Job ::
Turn the material below into a numbered list, starting at the line that contains "Labeling guideline: the grazing" and ending after the line that contains "[0,289,56,339]". Leave out blank lines.

Supplied material ::
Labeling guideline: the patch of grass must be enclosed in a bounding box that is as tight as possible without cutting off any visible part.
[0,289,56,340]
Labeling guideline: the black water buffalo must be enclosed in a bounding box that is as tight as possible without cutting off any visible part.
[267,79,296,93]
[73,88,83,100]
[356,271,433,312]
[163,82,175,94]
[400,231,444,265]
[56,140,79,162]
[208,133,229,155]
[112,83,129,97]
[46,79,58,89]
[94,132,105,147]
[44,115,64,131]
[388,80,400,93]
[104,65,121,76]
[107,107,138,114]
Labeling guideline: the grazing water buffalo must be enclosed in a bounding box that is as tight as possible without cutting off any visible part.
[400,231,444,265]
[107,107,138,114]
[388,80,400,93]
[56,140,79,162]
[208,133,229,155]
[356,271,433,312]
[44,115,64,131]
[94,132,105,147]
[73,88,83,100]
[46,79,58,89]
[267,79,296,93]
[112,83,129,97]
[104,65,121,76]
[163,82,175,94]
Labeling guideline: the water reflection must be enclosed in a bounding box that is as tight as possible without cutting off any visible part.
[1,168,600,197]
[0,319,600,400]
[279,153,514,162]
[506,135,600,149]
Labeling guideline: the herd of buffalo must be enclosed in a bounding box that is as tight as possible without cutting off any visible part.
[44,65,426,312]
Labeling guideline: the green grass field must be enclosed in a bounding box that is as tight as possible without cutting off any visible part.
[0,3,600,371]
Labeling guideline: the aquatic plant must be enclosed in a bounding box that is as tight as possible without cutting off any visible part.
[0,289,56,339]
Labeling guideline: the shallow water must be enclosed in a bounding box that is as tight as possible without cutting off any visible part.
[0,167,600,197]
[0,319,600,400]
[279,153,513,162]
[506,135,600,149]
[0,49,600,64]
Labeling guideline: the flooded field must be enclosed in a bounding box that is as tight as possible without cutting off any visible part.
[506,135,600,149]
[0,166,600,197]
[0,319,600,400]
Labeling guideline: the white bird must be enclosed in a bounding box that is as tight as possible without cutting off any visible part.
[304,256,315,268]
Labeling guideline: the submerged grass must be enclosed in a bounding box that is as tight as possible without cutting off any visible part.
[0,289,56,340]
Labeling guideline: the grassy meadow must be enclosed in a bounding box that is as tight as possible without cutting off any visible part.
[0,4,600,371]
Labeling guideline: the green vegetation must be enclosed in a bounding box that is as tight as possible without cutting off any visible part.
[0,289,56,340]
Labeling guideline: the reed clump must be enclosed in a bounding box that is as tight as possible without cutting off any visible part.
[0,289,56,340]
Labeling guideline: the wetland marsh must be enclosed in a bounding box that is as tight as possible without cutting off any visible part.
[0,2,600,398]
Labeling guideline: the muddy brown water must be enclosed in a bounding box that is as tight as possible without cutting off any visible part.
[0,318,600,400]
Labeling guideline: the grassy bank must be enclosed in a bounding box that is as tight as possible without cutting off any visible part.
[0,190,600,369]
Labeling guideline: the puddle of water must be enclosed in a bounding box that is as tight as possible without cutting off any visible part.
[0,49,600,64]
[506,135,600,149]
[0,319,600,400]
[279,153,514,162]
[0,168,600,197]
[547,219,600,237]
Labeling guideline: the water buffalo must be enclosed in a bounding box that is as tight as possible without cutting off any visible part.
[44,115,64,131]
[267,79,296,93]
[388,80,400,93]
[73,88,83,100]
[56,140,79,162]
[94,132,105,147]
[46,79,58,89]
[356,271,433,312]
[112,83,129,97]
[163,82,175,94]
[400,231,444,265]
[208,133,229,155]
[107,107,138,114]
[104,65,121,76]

Task output ::
1. Labeling guideline: the grazing water buffalo must be enclosed in a bounding box that is as tight as possible without cutting off any visible part.
2. [400,231,444,265]
3. [107,107,138,114]
4. [388,80,400,93]
5. [56,140,79,162]
6. [208,133,229,155]
7. [356,271,433,312]
8. [44,115,64,131]
9. [94,132,105,147]
10. [73,88,83,100]
11. [46,79,58,89]
12. [267,79,296,93]
13. [112,83,129,97]
14. [104,65,121,76]
15. [163,82,175,94]
16. Labeling guideline: the water reflection must be enclosed in a bounding box that is as tight as possible without cutting off any visible part.
17. [1,168,600,197]
18. [0,319,600,400]
19. [279,153,514,162]
20. [506,135,600,149]
21. Labeling guideline: the herd of buffalo must be enclosed in a bounding box that is as tight as possible without cutting off any visible part.
22. [44,65,426,312]
23. Labeling guideline: the green grass field must be enclosed in a bounding box that is as tight as possible without cutting off any visible part.
24. [0,3,600,371]
25. Labeling guideline: the aquatic plant must be enclosed in a bounding box that is as tight as possible without cutting off any visible part.
26. [0,289,56,339]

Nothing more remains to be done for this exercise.